**DOCUMENT EXCERPT:**
"""

The Online Smorgasbord
Browsing. Customers in brick-and-mortar bookstores take it for granted. They stroll up and down the aisles, looking at the category signs posted on the racks, admiring or rejecting the cover art, and picking up books they might buy. Noting the cover quotes. Reading the teaser on the back. Ruffling through the pages. Testing the opening paragraph: is it tantalizing, or too been-there-read-that?
In the early days of e-commerce, online shoppers were at a distinct disadvantage. Cover art was sometimes reproduced at a low resolution and a size only marginally larger than a commemorative stamp. Reviews and synopses were available, but there was no opportunity to flip through the book and see if you could really get a few hours’ entertainment out of the sticker price. Today Amazon.com and Barnes & Noble offer their customers the chance to read brief excerpts of current releases, but dedicated readers prefer superior sources: the author, or the publisher.
Providing samples of upcoming releases is not a new idea in the publishing industry. The last dozen pages of many a paperback are dedicated to excerpts from an author’s new work or from other authors who might appeal to the reader. The right excerpt can do even more than simple word-of-mouth to persuade readers that they really, really need to find out what happens next. But with the advent of the Internet, the concept reached new heights. Now readers don’t even have to buy a book in order to find samples. All they need is the right URL. Unfortunately, finding that certain URL can be a lot harder than strolling through a bookstore.

"""

**GIVEN INSTRUCTION A:** Print these lines of the records verbatim, starting at the line that contains "Give the segmentation of every instance of the white trousers." and ending at the line that contains "124L170 130L170 147L173".

**RECORDS PROVIDED:**
"""

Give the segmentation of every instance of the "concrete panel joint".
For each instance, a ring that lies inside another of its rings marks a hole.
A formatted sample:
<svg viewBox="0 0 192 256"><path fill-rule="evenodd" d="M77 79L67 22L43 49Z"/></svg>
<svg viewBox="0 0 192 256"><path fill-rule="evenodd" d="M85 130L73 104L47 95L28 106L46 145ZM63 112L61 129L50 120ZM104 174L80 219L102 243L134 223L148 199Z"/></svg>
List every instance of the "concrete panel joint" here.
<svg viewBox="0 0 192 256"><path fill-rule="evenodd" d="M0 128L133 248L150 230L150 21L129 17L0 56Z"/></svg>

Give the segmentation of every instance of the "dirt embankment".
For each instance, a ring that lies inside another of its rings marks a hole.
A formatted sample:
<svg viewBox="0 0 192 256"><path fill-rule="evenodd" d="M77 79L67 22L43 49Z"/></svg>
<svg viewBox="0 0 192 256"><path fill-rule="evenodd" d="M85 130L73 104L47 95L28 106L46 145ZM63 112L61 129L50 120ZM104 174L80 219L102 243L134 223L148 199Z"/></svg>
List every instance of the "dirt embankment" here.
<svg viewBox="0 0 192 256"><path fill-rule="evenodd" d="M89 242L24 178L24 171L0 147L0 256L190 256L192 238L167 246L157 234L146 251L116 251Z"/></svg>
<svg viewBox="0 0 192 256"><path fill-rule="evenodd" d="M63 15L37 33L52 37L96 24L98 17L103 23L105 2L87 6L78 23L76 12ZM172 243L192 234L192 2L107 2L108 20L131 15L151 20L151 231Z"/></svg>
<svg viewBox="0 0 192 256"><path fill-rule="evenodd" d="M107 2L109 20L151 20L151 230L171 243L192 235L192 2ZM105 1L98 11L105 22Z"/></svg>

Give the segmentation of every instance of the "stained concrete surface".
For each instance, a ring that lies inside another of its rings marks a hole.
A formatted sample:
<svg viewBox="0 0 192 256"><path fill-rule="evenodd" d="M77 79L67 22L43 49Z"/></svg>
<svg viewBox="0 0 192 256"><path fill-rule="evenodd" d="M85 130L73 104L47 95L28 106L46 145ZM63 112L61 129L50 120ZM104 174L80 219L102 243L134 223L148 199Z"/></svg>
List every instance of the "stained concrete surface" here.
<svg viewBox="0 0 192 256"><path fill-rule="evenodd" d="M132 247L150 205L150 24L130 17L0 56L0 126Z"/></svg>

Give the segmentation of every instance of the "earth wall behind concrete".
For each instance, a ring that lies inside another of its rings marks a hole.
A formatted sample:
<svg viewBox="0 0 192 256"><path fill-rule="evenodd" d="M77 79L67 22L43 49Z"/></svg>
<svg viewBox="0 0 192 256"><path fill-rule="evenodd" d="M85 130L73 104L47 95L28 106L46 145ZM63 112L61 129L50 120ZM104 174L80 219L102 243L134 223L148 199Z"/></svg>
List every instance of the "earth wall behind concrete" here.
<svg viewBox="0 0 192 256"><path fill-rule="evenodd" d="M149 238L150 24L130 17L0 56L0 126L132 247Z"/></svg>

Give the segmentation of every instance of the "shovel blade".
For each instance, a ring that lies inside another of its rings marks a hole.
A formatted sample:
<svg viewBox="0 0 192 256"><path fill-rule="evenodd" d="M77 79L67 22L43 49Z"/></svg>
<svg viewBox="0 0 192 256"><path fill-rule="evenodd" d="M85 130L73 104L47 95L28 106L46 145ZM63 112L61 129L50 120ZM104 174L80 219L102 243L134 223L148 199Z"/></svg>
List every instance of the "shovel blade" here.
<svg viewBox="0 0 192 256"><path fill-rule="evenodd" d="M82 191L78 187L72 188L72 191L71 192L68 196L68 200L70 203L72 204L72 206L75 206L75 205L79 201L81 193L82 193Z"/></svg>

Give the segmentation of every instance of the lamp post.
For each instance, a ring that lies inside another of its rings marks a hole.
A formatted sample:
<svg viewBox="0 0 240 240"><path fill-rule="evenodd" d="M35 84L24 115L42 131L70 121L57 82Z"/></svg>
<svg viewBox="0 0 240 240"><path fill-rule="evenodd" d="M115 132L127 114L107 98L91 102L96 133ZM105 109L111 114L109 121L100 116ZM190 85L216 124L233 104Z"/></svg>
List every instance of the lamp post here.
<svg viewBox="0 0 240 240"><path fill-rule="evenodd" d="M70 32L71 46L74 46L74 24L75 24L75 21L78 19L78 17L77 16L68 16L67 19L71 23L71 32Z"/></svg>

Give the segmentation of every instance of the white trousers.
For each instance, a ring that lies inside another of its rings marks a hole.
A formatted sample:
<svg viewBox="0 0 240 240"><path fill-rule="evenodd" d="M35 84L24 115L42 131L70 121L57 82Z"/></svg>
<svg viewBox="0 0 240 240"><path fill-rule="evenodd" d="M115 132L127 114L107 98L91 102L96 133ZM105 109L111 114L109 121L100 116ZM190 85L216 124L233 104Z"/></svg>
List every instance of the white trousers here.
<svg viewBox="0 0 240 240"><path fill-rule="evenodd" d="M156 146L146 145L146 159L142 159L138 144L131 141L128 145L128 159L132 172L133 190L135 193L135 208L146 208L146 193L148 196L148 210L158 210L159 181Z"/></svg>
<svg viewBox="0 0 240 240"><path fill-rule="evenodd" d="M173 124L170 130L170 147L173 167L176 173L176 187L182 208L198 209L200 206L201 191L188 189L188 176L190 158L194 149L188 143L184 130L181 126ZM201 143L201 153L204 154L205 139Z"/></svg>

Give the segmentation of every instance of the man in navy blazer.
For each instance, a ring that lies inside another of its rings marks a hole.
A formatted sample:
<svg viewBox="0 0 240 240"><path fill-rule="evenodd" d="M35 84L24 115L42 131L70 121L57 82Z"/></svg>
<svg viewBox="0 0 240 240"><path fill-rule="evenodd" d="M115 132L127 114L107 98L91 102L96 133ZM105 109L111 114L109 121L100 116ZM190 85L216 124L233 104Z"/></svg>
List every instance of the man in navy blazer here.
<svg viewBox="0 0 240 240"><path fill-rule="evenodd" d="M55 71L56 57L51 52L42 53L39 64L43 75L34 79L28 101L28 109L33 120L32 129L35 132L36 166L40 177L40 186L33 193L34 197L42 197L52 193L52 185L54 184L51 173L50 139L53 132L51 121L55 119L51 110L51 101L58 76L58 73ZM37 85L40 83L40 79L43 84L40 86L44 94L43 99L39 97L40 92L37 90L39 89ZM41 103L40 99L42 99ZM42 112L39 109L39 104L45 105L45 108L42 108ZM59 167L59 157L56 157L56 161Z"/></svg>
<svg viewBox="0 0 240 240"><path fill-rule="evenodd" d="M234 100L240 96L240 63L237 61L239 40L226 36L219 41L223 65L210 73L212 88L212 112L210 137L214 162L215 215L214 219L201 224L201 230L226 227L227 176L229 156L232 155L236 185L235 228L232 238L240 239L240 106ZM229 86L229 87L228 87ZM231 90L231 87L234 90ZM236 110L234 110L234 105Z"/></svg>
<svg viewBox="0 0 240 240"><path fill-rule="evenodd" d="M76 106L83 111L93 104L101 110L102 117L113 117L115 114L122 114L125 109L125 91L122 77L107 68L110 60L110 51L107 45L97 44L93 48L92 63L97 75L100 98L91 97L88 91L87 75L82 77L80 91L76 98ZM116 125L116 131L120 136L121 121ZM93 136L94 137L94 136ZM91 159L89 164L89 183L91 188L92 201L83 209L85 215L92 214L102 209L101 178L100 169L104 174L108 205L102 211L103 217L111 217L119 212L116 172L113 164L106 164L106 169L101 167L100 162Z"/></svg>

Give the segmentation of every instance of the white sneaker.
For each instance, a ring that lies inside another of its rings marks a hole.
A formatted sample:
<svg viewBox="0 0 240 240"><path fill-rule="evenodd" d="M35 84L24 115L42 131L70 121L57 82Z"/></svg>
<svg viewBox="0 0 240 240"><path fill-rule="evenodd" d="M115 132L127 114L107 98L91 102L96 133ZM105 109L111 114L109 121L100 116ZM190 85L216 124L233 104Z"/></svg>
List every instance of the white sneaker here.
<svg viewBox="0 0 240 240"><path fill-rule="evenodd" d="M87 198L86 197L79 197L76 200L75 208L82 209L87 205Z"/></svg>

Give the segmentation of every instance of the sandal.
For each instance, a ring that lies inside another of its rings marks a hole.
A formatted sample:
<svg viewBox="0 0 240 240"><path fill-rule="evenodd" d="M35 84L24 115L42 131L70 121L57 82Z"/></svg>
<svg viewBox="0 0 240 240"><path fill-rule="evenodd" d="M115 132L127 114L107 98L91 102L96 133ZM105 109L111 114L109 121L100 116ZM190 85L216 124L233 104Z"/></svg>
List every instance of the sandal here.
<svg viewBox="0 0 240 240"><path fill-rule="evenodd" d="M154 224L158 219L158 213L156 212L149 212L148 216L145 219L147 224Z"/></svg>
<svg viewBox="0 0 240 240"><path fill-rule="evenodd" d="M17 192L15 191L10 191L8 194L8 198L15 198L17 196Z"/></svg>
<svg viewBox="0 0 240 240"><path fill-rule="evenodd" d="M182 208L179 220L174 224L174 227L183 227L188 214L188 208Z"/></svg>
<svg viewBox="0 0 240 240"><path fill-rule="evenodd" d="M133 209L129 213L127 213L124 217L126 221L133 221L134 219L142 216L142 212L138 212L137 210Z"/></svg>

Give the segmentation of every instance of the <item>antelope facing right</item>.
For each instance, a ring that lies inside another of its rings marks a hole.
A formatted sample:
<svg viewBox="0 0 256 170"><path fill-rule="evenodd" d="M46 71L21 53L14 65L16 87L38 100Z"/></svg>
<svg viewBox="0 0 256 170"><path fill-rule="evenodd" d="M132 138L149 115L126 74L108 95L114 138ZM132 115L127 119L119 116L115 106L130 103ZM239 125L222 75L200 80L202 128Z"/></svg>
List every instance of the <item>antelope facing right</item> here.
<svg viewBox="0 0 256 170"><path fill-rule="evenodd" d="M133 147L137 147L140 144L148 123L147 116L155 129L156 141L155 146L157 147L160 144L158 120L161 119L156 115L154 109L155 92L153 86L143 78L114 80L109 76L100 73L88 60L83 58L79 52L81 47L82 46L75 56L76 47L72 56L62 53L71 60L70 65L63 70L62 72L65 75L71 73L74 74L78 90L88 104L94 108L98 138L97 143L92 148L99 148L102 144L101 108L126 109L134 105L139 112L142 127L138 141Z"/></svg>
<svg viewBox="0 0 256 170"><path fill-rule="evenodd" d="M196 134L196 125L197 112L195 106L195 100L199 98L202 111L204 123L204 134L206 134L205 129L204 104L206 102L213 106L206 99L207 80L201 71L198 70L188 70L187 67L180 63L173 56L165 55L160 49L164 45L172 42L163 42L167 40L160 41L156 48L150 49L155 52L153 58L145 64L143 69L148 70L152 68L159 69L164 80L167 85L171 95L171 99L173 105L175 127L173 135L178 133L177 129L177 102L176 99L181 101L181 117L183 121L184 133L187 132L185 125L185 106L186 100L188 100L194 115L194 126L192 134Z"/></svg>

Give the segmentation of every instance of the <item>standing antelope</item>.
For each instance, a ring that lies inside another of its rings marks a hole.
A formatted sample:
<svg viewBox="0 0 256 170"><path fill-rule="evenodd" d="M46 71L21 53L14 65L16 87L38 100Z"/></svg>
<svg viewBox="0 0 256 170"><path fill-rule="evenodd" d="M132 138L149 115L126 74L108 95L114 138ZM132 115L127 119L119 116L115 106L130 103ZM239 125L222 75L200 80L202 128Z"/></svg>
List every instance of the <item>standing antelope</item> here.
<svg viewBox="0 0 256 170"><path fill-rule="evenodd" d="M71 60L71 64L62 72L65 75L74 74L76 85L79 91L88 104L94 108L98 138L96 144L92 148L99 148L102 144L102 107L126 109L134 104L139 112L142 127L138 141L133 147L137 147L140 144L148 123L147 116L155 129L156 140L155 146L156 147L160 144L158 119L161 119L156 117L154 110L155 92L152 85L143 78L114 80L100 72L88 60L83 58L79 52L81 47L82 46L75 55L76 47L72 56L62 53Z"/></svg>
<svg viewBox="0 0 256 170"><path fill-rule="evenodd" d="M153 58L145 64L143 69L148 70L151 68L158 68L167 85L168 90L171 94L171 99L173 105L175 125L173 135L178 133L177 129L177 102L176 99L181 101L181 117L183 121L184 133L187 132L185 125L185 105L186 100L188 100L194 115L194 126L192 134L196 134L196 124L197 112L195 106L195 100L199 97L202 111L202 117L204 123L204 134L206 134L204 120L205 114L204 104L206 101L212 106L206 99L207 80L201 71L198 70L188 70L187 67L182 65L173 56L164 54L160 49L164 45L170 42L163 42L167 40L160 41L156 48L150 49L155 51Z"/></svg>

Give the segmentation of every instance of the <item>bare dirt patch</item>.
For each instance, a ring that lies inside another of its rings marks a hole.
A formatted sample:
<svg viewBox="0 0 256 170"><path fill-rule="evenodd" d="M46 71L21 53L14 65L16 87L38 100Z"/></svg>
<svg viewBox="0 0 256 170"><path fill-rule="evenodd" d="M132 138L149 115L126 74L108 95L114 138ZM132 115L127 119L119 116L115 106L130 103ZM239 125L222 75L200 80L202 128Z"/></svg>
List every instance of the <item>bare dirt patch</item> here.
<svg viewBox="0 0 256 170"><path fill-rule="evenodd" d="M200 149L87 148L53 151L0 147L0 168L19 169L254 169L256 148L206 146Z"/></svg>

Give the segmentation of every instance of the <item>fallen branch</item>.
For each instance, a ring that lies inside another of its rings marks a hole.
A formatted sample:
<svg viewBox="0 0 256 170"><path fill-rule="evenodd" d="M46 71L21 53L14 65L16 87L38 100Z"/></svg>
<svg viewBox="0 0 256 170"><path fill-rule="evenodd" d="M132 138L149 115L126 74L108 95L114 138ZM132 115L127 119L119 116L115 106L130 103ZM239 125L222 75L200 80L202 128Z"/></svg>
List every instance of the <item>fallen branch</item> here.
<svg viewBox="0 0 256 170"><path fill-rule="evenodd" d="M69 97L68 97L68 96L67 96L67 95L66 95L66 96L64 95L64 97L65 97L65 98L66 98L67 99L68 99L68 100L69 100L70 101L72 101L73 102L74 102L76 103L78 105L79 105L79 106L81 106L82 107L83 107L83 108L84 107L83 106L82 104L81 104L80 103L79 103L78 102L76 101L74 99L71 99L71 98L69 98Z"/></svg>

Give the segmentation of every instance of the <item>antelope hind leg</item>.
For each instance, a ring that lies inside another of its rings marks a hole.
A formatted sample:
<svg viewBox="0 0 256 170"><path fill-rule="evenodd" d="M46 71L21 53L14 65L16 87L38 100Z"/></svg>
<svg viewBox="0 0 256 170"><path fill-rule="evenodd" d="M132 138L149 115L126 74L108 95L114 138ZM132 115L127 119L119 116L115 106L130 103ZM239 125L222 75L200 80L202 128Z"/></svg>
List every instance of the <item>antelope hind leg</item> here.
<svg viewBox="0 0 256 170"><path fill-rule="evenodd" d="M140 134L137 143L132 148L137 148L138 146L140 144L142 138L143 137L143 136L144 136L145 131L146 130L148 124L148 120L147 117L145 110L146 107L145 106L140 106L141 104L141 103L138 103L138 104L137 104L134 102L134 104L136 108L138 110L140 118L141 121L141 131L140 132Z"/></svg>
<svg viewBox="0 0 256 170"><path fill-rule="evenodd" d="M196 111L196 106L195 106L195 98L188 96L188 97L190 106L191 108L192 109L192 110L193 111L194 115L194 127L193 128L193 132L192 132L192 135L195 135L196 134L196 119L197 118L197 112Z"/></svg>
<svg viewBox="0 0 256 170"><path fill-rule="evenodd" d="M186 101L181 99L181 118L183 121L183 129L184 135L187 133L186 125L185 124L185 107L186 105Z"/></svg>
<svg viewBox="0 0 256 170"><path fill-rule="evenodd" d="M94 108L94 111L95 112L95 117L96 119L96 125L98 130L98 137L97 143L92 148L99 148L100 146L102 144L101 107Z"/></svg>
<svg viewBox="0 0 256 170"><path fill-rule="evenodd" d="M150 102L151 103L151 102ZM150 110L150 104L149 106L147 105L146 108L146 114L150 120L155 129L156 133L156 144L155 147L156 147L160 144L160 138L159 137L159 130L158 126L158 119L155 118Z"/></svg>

"""

**GIVEN INSTRUCTION B:** For each statement, say whether it agrees with the piece on online book browsing, answering yes or no and quoting the words of the piece that decide it. (i) In the early days of e-commerce, cover art was sometimes shown at low resolution. (ii) Providing samples of upcoming releases is an idea that began with the Internet. (iii) Finding the right URL is easier than strolling through a bookstore.

**CORRECT OUTPUT A:**
Give the segmentation of every instance of the white trousers.
For each instance, a ring that lies inside another of its rings marks a hole.
A formatted sample:
<svg viewBox="0 0 240 240"><path fill-rule="evenodd" d="M35 84L24 115L42 131L70 121L57 82Z"/></svg>
<svg viewBox="0 0 240 240"><path fill-rule="evenodd" d="M115 132L127 114L107 98L91 102L96 133ZM105 109L111 114L109 121L100 116ZM190 85L216 124L233 104Z"/></svg>
List every instance of the white trousers here.
<svg viewBox="0 0 240 240"><path fill-rule="evenodd" d="M156 146L146 145L146 159L142 159L138 144L131 141L128 145L128 159L132 172L133 190L135 193L135 208L146 208L146 193L148 196L148 210L158 210L159 181Z"/></svg>
<svg viewBox="0 0 240 240"><path fill-rule="evenodd" d="M173 124L170 130L170 147L173 167L176 173L176 187L182 208L198 209L200 206L201 191L188 189L188 176L190 158L194 149L188 143L184 130L181 126ZM201 143L201 153L204 154L205 139Z"/></svg>

**CORRECT OUTPUT B:**
(i) Yes: "Cover art was sometimes reproduced at a low resolution and a size only marginally larger than a commemorative stamp."
(ii) No: "Providing samples of upcoming releases is not a new idea in the publishing industry."
(iii) No: "Unfortunately, finding that certain URL can be a lot harder than strolling through a bookstore."